(Image-grounded pointing data)
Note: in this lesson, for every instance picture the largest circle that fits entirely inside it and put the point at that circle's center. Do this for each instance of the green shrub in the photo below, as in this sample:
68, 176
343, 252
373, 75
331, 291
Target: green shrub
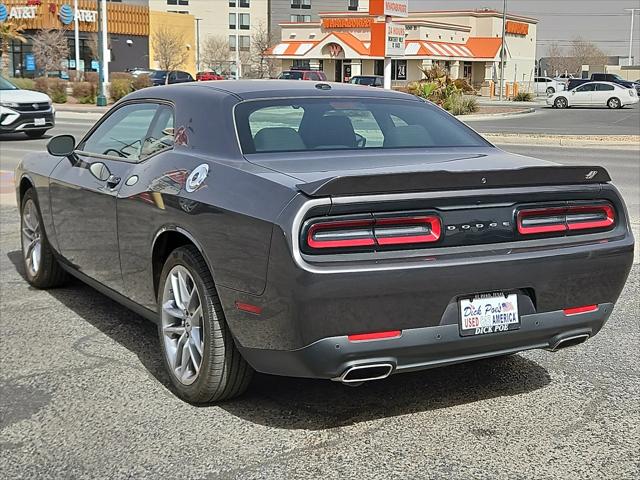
141, 81
85, 92
58, 90
523, 97
458, 104
24, 83
118, 88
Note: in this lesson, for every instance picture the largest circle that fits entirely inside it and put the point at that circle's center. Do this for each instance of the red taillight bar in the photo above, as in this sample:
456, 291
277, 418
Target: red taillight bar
363, 337
371, 232
563, 219
583, 309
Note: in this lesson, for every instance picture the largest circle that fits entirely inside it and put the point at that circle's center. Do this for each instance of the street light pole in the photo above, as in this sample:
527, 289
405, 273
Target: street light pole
504, 28
632, 10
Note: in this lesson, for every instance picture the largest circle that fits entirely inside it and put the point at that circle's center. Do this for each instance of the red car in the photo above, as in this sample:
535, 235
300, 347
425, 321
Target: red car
204, 76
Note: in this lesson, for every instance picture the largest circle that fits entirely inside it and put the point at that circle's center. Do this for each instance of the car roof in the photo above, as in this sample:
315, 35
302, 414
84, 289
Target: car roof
253, 89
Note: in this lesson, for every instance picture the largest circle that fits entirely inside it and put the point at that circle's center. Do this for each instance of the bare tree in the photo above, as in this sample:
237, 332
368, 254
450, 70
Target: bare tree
51, 48
583, 52
215, 53
261, 41
557, 60
169, 49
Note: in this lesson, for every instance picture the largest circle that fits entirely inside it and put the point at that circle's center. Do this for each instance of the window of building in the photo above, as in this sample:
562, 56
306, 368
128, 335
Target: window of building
301, 4
245, 43
244, 21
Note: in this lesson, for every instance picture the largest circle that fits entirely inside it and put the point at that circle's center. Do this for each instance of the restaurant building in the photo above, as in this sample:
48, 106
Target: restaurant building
130, 24
467, 43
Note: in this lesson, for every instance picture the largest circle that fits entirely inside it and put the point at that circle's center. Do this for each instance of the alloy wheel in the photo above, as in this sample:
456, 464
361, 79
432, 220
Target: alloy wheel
31, 238
182, 325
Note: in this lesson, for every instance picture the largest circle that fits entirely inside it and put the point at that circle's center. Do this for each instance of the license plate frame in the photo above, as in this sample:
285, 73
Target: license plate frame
486, 313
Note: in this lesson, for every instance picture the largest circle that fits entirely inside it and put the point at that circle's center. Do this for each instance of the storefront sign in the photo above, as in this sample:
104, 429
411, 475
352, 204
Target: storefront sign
394, 40
346, 22
394, 8
517, 28
21, 12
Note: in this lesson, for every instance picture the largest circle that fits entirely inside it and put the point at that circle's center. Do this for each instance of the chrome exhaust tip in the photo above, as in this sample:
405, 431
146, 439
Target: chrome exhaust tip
364, 373
569, 342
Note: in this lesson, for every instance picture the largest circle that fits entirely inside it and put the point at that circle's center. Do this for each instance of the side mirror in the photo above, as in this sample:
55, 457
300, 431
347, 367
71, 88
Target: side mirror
61, 146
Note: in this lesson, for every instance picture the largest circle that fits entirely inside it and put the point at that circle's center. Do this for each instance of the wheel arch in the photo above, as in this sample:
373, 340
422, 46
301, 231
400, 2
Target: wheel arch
166, 240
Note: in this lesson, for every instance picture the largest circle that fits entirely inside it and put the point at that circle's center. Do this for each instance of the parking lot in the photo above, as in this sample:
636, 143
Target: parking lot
84, 393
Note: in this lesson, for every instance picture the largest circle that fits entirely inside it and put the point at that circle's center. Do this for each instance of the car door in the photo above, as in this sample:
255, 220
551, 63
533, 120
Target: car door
583, 95
84, 188
602, 93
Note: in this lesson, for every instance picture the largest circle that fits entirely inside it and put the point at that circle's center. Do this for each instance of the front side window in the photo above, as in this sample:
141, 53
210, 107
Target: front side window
132, 132
308, 124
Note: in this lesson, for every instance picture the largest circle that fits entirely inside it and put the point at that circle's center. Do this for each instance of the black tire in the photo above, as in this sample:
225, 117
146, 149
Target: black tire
614, 103
223, 374
49, 273
35, 133
560, 102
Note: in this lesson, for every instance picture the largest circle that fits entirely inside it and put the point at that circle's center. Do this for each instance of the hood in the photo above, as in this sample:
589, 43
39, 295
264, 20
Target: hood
23, 96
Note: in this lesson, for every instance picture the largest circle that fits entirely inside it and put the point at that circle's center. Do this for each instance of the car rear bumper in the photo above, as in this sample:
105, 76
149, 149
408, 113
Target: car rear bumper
427, 347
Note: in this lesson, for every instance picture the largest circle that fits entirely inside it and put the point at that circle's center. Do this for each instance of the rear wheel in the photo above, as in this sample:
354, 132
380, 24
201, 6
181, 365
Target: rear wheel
561, 102
614, 103
35, 133
199, 352
41, 267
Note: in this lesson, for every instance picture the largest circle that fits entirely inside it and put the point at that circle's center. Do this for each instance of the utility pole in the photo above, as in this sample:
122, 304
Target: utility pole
502, 43
103, 72
76, 38
198, 44
632, 10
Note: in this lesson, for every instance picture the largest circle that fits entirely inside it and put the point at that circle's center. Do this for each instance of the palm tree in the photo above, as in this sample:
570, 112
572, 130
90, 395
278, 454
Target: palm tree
8, 32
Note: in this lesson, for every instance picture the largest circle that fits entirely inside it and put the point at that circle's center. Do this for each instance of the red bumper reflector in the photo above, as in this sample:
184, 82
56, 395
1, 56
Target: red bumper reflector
363, 337
247, 307
577, 310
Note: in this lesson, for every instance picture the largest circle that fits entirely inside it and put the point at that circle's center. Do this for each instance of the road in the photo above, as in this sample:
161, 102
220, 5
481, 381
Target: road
570, 121
84, 395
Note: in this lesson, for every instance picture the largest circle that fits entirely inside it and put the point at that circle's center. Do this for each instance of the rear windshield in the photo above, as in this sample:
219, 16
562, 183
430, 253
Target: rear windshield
305, 124
291, 75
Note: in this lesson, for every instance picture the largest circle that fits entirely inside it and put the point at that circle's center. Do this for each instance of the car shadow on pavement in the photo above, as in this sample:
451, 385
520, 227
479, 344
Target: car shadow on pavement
294, 403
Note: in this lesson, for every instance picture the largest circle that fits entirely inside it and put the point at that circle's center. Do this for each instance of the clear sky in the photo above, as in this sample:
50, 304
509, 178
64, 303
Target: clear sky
602, 21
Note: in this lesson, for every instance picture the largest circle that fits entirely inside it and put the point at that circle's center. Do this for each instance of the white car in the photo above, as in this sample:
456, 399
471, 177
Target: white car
595, 94
547, 85
24, 110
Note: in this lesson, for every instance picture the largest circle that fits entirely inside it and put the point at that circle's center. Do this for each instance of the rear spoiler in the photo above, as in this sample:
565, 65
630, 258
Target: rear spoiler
447, 180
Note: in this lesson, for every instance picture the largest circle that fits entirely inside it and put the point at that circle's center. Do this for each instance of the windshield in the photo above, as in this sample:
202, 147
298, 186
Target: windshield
307, 124
363, 80
291, 75
6, 84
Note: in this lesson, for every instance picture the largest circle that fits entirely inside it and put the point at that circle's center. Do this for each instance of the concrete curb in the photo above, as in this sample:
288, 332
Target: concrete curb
489, 116
573, 141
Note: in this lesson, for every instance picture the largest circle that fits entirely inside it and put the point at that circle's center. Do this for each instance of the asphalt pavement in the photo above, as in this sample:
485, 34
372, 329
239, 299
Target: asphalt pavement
83, 393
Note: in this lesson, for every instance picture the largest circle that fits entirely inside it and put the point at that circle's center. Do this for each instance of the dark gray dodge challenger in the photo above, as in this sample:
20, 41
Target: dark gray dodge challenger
321, 230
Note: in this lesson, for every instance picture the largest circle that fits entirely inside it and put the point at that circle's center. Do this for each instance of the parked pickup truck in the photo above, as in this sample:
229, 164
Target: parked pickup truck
603, 77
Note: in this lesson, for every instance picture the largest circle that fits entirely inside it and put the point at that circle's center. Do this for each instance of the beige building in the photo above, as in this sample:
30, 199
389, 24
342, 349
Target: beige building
230, 21
467, 43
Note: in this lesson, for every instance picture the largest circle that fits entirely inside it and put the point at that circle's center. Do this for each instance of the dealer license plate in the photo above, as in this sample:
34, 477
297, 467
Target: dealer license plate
489, 313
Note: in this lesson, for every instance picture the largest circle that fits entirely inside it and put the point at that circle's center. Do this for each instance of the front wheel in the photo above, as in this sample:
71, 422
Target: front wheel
41, 267
199, 352
561, 102
35, 133
614, 103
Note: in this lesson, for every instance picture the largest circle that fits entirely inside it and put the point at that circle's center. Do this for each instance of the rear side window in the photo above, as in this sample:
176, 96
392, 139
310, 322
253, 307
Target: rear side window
306, 124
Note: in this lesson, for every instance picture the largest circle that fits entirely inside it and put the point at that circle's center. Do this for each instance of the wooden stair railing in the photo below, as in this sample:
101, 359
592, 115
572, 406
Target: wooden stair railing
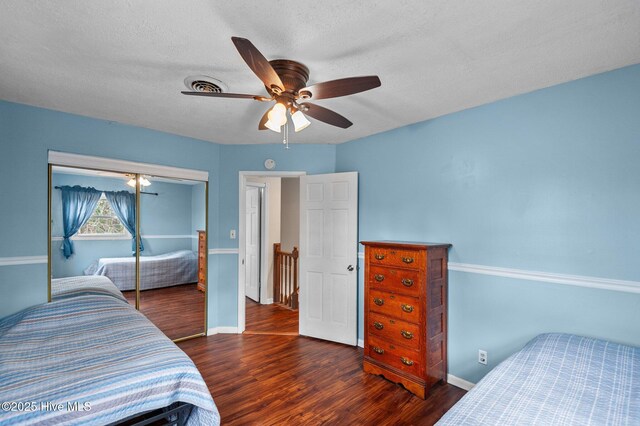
285, 277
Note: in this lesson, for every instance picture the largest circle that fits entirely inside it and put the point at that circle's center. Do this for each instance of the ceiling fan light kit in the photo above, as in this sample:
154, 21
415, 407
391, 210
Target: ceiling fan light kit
286, 83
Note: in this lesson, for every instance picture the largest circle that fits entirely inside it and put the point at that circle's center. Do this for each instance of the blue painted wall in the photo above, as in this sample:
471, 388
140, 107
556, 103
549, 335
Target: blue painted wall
26, 135
169, 214
546, 181
312, 159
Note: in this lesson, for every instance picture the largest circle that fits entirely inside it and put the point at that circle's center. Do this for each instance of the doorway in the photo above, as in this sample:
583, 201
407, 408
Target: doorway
328, 222
270, 237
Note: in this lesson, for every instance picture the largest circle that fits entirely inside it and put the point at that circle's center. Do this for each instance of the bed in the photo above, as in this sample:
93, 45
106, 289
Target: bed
74, 286
164, 270
557, 379
90, 358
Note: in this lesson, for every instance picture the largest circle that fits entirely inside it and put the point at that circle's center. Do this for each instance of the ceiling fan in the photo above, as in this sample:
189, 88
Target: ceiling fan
286, 84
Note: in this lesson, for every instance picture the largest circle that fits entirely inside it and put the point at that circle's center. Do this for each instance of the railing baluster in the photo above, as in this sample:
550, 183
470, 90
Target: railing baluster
285, 276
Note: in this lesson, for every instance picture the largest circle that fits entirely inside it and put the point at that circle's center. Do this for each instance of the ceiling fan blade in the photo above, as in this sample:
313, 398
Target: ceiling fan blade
326, 115
227, 95
257, 62
342, 87
263, 120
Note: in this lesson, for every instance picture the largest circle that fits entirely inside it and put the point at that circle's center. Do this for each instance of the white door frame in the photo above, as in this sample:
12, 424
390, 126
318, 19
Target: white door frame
242, 249
264, 236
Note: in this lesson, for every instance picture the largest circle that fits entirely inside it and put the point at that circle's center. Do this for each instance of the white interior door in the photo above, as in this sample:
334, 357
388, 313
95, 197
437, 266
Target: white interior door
328, 256
252, 235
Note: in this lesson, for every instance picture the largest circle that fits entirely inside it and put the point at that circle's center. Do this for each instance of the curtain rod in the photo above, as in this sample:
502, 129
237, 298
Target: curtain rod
146, 193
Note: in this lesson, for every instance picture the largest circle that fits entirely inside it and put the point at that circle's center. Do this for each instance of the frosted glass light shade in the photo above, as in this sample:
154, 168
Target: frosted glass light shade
300, 122
278, 114
143, 182
272, 126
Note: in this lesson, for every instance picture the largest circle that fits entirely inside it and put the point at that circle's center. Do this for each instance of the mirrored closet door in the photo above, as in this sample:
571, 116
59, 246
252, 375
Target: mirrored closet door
92, 233
172, 262
95, 218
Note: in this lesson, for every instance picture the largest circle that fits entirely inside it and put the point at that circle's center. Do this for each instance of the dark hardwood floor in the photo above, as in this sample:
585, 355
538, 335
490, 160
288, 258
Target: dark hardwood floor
270, 319
292, 380
178, 311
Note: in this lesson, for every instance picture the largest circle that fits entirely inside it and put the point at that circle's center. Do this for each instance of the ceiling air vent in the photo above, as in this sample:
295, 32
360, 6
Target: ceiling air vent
202, 83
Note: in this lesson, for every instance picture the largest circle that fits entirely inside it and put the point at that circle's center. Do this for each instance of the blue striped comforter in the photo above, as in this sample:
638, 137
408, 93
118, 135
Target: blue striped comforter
92, 359
557, 379
74, 286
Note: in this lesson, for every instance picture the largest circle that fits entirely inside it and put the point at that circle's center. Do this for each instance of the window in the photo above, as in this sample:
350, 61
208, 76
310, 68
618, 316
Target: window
103, 222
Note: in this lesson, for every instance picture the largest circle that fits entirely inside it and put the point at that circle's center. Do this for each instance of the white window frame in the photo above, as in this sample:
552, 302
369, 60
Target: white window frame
84, 237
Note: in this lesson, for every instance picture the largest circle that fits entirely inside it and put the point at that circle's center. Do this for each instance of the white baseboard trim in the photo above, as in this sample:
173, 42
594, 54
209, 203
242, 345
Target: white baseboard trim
23, 260
223, 251
222, 330
168, 237
460, 383
575, 280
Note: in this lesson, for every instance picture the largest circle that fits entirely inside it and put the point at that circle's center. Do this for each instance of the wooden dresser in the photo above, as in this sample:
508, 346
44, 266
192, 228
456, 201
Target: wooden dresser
202, 260
405, 313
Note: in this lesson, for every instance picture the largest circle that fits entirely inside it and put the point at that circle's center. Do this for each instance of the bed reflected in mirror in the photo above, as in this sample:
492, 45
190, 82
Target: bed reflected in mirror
172, 222
93, 244
92, 218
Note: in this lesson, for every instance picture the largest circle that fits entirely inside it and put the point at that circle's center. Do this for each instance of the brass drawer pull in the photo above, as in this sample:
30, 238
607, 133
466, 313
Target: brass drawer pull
407, 282
407, 308
406, 334
406, 361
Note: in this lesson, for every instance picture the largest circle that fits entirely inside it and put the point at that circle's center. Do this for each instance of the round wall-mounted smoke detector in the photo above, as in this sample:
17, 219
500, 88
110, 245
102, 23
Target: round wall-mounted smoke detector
203, 83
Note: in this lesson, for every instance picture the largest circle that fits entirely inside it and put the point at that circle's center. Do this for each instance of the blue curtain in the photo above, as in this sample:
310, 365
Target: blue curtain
78, 204
123, 204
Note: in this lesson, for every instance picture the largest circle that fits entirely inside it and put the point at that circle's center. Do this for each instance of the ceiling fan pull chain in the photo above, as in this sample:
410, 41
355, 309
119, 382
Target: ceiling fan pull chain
285, 134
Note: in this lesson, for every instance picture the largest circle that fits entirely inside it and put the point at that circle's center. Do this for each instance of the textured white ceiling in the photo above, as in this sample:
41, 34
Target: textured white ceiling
125, 61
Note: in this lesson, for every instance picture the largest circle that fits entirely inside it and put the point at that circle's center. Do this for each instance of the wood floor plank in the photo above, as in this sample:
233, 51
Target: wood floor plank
178, 311
272, 379
270, 319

● **WHAT TO PRODUCE**
Begin at the line that has "the front side" in the entries above; stop after the line that has "the car rear". Transcribe exactly those lines and no others.

● **TASK RESPONSE**
Note: in this lesson, for every instance picture the largest circle that fits entirely inside it and put the point at that circle's center. Do this for each instance of the front side window in the photo above, as in this sample:
141, 53
210, 107
Target: front side window
132, 132
308, 124
Note: in this lesson, for every instance picture the largest circle that fits entirely inside it and put the point at that circle's center. Do this for each instance of the black tire in the photo above, as in this sample:
225, 117
146, 149
Target: black tire
614, 103
223, 374
49, 273
35, 133
560, 102
Note: in this lesson, for every instance picture the largest circle that fits entirely inside it and put the point at that circle's center. Do this for each instance of the hood in the photo above, as in this sample:
589, 43
39, 295
264, 20
Target: hood
23, 96
Note: in this lesson, for every instance picture the largest circle that fits entirely inside it and put the point at that circle's center. Do this for each instance of the car rear bumper in the photo above, as in this sample:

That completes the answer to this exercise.